* Written request 1
Reproduce the section of the tasting notes that opens with the words containing "I decided to" and closes with "Cerdon sparkling rose'.".
* Written request 2
List every food the tasting notes say was served to go with the wines.

## Begin Passage shown

Raised $255 for the church coffers.
I decided to keep cooking to the minimum this time so steamed some mussels in garlic/butter sauce to go with dry white wines, put out bites of smoked ham to go with sparkling rose' wines, various cheeses with crackers with red wines, and a cake topped with peach slices from a German bakery (Hanseat Bakery) to go with dessert wines. Also had some white chocolate and dark chocolate covered strawberries to go with the Bugey Cerdon sparkling rose'.
Dry whites with mussels:
2007 BURGANS ALBARINO, RIAS BIAXAS, GALICIA, SPAIN 12.5% alcohol by volume; an Eric Solomon selection or cuvee/
Medium straw color. Nicely crisp on the palate. Some citrus; some apple. Lengthy finish. Nice, but possibly falling short of the Licia Albarino I had by the glass in Charlotte about two weeks ago. I gave it a B+ at the tasting but might raise that to an A- when tasted at home. Went nicely with the mussels. Usually priced at under $15.
2007 DOMAINE DE LA PEPIERE MUSCADET SEVRE ET MAINE SUR LIE (aged on the lees) FRANCE
Marc Ollivier, winemaker. Louis/Dressner Selections. Usually priced at under $15.

## End Passage shown
## Begin Data entries

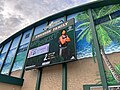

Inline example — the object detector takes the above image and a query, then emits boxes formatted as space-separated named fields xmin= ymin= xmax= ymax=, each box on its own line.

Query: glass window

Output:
xmin=0 ymin=42 xmax=10 ymax=67
xmin=49 ymin=17 xmax=64 ymax=28
xmin=67 ymin=11 xmax=92 ymax=59
xmin=1 ymin=36 xmax=20 ymax=74
xmin=34 ymin=23 xmax=46 ymax=35
xmin=20 ymin=30 xmax=32 ymax=45
xmin=12 ymin=30 xmax=32 ymax=74
xmin=2 ymin=42 xmax=10 ymax=53
xmin=92 ymin=4 xmax=120 ymax=85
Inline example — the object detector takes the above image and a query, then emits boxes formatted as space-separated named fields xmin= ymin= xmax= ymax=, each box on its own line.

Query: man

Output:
xmin=59 ymin=30 xmax=71 ymax=59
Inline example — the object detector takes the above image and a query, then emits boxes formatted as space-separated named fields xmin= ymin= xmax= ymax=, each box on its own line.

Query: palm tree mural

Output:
xmin=76 ymin=4 xmax=120 ymax=83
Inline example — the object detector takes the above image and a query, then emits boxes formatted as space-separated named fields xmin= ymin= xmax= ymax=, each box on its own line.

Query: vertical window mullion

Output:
xmin=8 ymin=34 xmax=23 ymax=75
xmin=0 ymin=40 xmax=13 ymax=73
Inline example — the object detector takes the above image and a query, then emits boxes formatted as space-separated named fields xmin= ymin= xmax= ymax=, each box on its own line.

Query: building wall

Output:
xmin=0 ymin=53 xmax=120 ymax=90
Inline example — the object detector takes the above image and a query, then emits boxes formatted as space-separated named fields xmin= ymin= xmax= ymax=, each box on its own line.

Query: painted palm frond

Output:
xmin=77 ymin=22 xmax=90 ymax=29
xmin=96 ymin=4 xmax=120 ymax=18
xmin=75 ymin=11 xmax=89 ymax=22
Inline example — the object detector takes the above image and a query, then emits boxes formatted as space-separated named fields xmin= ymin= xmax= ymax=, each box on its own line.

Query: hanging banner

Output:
xmin=26 ymin=19 xmax=76 ymax=69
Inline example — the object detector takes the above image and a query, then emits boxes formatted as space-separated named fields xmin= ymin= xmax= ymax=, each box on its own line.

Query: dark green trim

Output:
xmin=35 ymin=68 xmax=42 ymax=90
xmin=8 ymin=34 xmax=23 ymax=75
xmin=62 ymin=63 xmax=67 ymax=90
xmin=0 ymin=0 xmax=120 ymax=46
xmin=0 ymin=40 xmax=13 ymax=73
xmin=88 ymin=9 xmax=108 ymax=90
xmin=20 ymin=28 xmax=35 ymax=78
xmin=0 ymin=74 xmax=24 ymax=86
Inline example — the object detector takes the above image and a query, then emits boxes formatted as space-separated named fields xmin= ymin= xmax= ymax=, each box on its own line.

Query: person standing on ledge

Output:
xmin=59 ymin=30 xmax=71 ymax=60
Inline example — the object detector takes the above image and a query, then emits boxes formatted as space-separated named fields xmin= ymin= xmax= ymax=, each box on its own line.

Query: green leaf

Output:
xmin=96 ymin=25 xmax=112 ymax=47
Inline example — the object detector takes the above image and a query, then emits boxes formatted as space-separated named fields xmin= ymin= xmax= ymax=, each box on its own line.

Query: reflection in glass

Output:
xmin=67 ymin=11 xmax=92 ymax=59
xmin=1 ymin=48 xmax=16 ymax=74
xmin=12 ymin=43 xmax=28 ymax=71
xmin=12 ymin=30 xmax=32 ymax=71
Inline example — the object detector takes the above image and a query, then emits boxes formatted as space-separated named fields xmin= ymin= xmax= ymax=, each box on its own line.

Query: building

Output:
xmin=0 ymin=0 xmax=120 ymax=90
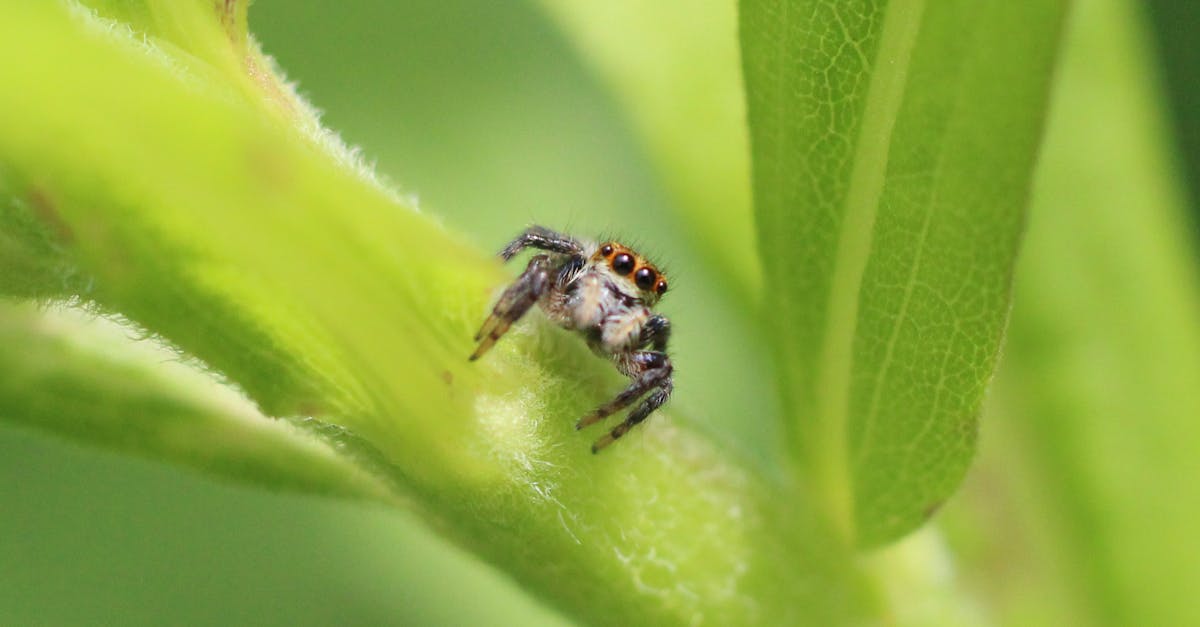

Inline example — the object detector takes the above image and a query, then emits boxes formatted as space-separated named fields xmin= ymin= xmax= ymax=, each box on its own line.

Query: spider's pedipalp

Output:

## End Data entries

* Expected output 1
I decided to keep cooking to the minimum this time so steamed some mussels in garlic/butter sauce to go with dry white wines, put out bites of smoked ham to go with sparkling rose' wines, various cheeses with crackers with red wines, and a cake topped with peach slices from a German bakery (Hanseat Bakery) to go with dessert wines. Also had some white chocolate and dark chocolate covered strawberries to go with the Bugey Cerdon sparkling rose'.

* Expected output 2
- Steamed mussels in garlic/butter sauce
- Bites of smoked ham
- Various cheeses with crackers
- A cake topped with peach slices from a German bakery (Hanseat Bakery)
- White chocolate and dark chocolate covered strawberries